• [Activity]
Could you restate all of the records below exactly, with the pictures left out?

• [Extracted data]
== == ==

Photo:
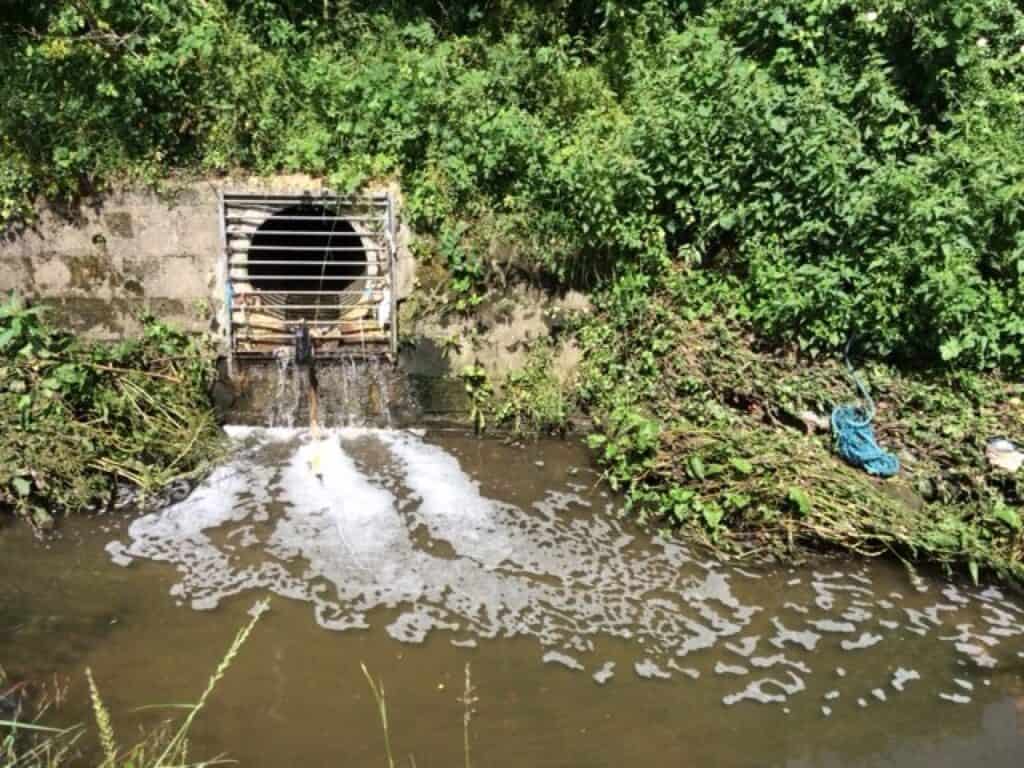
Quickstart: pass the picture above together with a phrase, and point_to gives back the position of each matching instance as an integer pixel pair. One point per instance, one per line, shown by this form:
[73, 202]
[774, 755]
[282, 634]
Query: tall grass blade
[378, 691]
[176, 747]
[103, 724]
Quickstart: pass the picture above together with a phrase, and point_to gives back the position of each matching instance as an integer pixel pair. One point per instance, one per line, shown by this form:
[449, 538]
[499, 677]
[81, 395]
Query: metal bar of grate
[350, 309]
[356, 219]
[312, 198]
[304, 262]
[301, 233]
[320, 249]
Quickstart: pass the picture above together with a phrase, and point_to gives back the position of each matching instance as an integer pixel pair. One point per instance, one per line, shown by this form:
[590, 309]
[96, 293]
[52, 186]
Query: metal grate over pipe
[316, 259]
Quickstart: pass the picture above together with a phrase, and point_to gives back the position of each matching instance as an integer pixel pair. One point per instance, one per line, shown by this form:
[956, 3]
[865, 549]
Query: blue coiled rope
[855, 436]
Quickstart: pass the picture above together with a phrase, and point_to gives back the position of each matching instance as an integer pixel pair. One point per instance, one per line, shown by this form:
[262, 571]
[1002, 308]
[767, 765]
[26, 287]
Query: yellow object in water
[314, 462]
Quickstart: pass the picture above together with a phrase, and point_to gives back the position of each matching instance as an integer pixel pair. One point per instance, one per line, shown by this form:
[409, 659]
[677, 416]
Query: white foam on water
[365, 520]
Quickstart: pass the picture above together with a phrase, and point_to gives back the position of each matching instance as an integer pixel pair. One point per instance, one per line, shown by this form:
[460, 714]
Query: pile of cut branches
[78, 418]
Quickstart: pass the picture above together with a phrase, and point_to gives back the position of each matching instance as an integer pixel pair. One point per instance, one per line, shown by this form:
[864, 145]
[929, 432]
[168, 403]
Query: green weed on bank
[728, 441]
[855, 165]
[77, 418]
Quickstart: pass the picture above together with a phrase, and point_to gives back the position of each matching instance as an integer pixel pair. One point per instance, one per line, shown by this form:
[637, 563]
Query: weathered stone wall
[100, 262]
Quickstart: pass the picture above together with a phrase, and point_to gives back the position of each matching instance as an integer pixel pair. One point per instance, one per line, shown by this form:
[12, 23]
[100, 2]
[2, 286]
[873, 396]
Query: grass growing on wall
[857, 165]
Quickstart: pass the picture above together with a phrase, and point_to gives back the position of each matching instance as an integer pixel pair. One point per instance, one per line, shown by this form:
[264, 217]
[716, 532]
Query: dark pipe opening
[296, 241]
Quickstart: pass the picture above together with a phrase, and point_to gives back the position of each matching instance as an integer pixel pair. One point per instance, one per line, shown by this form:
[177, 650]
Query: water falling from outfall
[340, 391]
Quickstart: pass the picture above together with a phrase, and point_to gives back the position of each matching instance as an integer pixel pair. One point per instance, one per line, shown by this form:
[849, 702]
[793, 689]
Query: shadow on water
[592, 643]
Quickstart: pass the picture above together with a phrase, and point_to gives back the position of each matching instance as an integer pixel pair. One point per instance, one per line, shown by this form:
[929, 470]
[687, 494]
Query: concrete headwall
[100, 262]
[103, 261]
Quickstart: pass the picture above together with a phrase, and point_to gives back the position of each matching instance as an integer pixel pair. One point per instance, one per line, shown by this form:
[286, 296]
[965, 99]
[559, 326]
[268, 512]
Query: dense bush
[858, 166]
[77, 419]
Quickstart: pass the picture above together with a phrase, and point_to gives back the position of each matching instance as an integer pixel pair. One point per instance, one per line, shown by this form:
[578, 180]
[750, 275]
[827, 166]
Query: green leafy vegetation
[78, 418]
[744, 185]
[34, 745]
[701, 428]
[856, 165]
[532, 400]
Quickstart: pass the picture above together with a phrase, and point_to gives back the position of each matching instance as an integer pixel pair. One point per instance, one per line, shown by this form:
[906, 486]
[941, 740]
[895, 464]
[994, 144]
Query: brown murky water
[591, 642]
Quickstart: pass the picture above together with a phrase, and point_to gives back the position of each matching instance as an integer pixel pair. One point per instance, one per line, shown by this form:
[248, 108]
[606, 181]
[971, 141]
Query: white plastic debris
[1005, 455]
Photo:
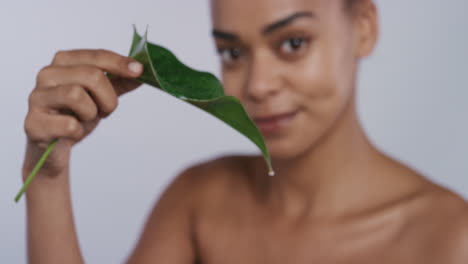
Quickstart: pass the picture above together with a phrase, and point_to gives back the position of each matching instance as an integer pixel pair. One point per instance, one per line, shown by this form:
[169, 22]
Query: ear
[367, 27]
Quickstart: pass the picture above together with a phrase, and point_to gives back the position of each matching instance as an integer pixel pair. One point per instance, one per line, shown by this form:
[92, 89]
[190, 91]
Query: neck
[333, 175]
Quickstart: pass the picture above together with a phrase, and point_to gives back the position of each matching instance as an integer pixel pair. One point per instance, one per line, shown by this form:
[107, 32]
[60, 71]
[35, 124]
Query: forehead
[233, 14]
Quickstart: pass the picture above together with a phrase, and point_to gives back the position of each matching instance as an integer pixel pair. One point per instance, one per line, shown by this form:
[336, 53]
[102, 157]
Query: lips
[275, 122]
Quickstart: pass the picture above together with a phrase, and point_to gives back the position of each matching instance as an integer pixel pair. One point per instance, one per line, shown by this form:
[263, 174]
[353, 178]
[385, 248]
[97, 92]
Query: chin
[290, 148]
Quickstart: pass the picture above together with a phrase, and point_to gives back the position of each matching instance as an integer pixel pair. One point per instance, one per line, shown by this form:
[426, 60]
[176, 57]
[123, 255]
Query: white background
[412, 99]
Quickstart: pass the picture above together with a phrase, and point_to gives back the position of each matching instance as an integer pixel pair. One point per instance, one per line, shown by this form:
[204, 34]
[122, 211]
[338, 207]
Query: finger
[106, 60]
[43, 128]
[67, 97]
[124, 85]
[91, 78]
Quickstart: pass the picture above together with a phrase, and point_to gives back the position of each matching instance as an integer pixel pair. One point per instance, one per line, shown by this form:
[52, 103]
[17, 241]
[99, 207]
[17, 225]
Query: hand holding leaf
[203, 90]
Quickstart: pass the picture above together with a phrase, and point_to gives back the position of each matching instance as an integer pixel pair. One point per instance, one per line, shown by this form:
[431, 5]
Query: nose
[263, 78]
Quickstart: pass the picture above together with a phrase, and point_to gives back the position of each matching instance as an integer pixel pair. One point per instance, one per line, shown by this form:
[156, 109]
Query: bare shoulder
[440, 224]
[212, 180]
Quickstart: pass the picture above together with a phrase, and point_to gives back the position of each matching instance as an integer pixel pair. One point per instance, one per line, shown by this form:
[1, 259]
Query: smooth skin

== == ==

• [Task output]
Photo:
Quickstart: pass the picture above together with a phrase, and point_to gives back the position of each matching instance as an integer pixel pair. One point per instance, one per line, shown by this form:
[73, 202]
[774, 755]
[282, 634]
Query: tall grass blade
[378, 691]
[176, 747]
[103, 724]
Quickstart: pass the picture above together with a phrase, and point_to gives back the position of each matching instance as an integer pixel pair. One point per instance, one per line, shown by this form:
[449, 538]
[499, 677]
[81, 395]
Query: metal bar of grate
[350, 309]
[356, 219]
[312, 198]
[304, 262]
[301, 233]
[320, 249]
Quickstart: pass the picture above together with a phrase, and point_to gives back the position of each matching instance as an integer pixel pair. One point per instance, one per line, shown by this form:
[590, 309]
[96, 293]
[52, 186]
Query: metal grate over pipe
[316, 259]
Quickstart: pass the picture above together with a phrase, and point_to gives back the position of each matching instance as an integer pixel pair. One point per instance, one per line, shown by this form:
[956, 3]
[865, 549]
Query: blue coiled rope
[855, 436]
Quickstart: pass the picture above together with a phrase, and point_to gives back the position of each matching instance as an integer pixel pair. One point per instance, one per line, shown by this form:
[262, 571]
[1002, 308]
[767, 765]
[26, 287]
Query: yellow object in water
[314, 462]
Quickstart: pass the picture above together with a phrase, and point_to gives back the position of each matching instance as an integer pixel pair. One point per instance, one per line, shown by this form:
[409, 659]
[677, 416]
Query: white foam on water
[365, 520]
Quickstart: pass the picture above together with a phrase, and point_to gives back the position of each matching instance as an integer pixel pair. One point per instance, one per line, shown by this form:
[460, 714]
Query: pile of cut branches
[78, 418]
Quickstart: pass the picture above together with a phrase, and point_to gives back the position of each matching instance as an integer pixel pair. One point per instance, one per line, shown by this form:
[864, 145]
[929, 432]
[168, 403]
Query: green weed on bank
[728, 441]
[855, 165]
[77, 418]
Quickstart: pass the picture above together with a phrase, and point_to gives back the position of each matching instance as an integer pixel pair. One point per instance, one per line, shown by this form:
[637, 563]
Query: weathered stone wall
[100, 262]
Quickstart: pass the picture above together with a phrase, and point_to gives back the position of each matching instance as an integer pixel pair. One point per instance, one per line, shown by this form:
[12, 23]
[100, 2]
[2, 286]
[873, 396]
Query: grass growing on wall
[857, 165]
Quickstart: pass the picture above together with a phrase, and point_to gives back the position of each matching instance as an integer pixel pair. One point per instance, one per line, shown by this form:
[264, 217]
[716, 532]
Query: dark pipe opening
[296, 241]
Quickstart: pass the picture above together with a phrase, and point_to gives back the position of each matching instance as an integer pixel pair. One point per instance, one per line, shown by this form:
[177, 650]
Query: water falling from outfall
[340, 391]
Quickstart: pass the picture above together with a phrase, and point_to gives back the position of each matching instance as an integer pixel pair. One point per instance, one per line, shown by this form:
[849, 702]
[793, 689]
Query: shadow on water
[592, 643]
Quickstart: pass the picture above together with a phrase, and point_to gives back the position of each matching instance as an integer pixel pair. One point per instance, one per line, shown by this form:
[929, 470]
[687, 494]
Query: concrete headwall
[100, 262]
[103, 261]
Quickstart: pass the picture above together with a phrase, and point_to gives back the position of each matching instance as an integer pixel pair. One point per instance, one per line, shown by this form:
[286, 296]
[965, 99]
[559, 326]
[268, 512]
Query: dense bush
[858, 166]
[77, 419]
Quickstart: pass the picture above together with a phrase, and point_to gives back the position of each matching instance as an integer pixel pair. One point per instance, one per line, shown by this form:
[578, 180]
[750, 275]
[827, 166]
Query: green leafy vegetation
[78, 418]
[744, 185]
[34, 745]
[701, 428]
[856, 165]
[532, 400]
Quickstart: pass the picture above together with a phrase, and point_to gives back the position of each matching instance as an integer pixel pair. One point per instance, one per line, shown by this form:
[906, 486]
[941, 740]
[895, 464]
[994, 144]
Query: brown murky water
[591, 642]
Quickstart: pass the picture above together with a phrase, and point_to gives back the position of each matching instance as an integer pixel pair. One point per instance, one per line, shown by this form:
[248, 108]
[606, 181]
[971, 141]
Query: white plastic debris
[1005, 455]
Photo:
Quickstart: pass the picture above together with a phrase, and point_to gives back the position of each matching instance as an integer pixel pair. One point per instance, one per line, shown by this form:
[169, 22]
Query: ear
[367, 27]
Quickstart: pass the picture above together with a phrase, and point_to gives back the position of each matching instance as an integer pixel pair. One point per instance, one per line, shown by this form:
[92, 89]
[190, 91]
Query: neck
[333, 175]
Quickstart: pass the picture above together with a phrase, and point_to gives back the position of each matching instance as an integer pixel pair. One point per instance, one per line, shown by this form:
[107, 32]
[60, 71]
[35, 124]
Query: forehead
[233, 14]
Quickstart: pass the picture above together with a phrase, and point_to gives back the position of each matching instance as an integer pixel pair. One point per instance, one per line, shown by this form:
[336, 53]
[102, 157]
Query: lips
[275, 122]
Quickstart: pass the picture above together with a phrase, and point_to gives back the position of each matching instance as an integer pixel pair. One point per instance, one per line, shown by this form:
[263, 174]
[353, 178]
[385, 248]
[97, 92]
Query: chin
[290, 148]
Quickstart: pass the picture above together with a phrase, and point_to gives back the position of each matching instance as an integer pixel pair. One point per instance, one per line, shown by this form:
[426, 60]
[176, 57]
[123, 255]
Query: white background
[412, 99]
Quickstart: pass the picture above together with a phrase, and point_to gives back the position of each matching instance as an integer pixel pair. One point per instance, one per line, shown by this form:
[204, 34]
[122, 211]
[338, 207]
Query: finger
[106, 60]
[43, 128]
[67, 97]
[124, 85]
[91, 78]
Quickstart: pass the picture above together with a phrase, and point_to gives back the position of each matching instance as an integer pixel pair. One point per instance, one per line, shown by this form:
[52, 103]
[17, 241]
[99, 207]
[17, 225]
Query: hand holding leaf
[203, 90]
Quickstart: pass the picture above together with a phrase, and point_to gives back the position of each matching instance as an integer pixel pair. One point per instance, one per line, shown by this form:
[431, 5]
Query: nose
[263, 78]
Quickstart: pass the picture above together with a phrase, and point_to gives back the position of each matching instance as an integer pixel pair. One point per instance, one per line, shown by this form:
[156, 109]
Query: bare shoulder
[440, 224]
[212, 180]
Quickstart: pass the picture above together with a phrase, and point_to gives back the position of each matching instance as an integer pixel pair. One point per instance, one per line, shown by this form:
[1, 259]
Query: smooth skin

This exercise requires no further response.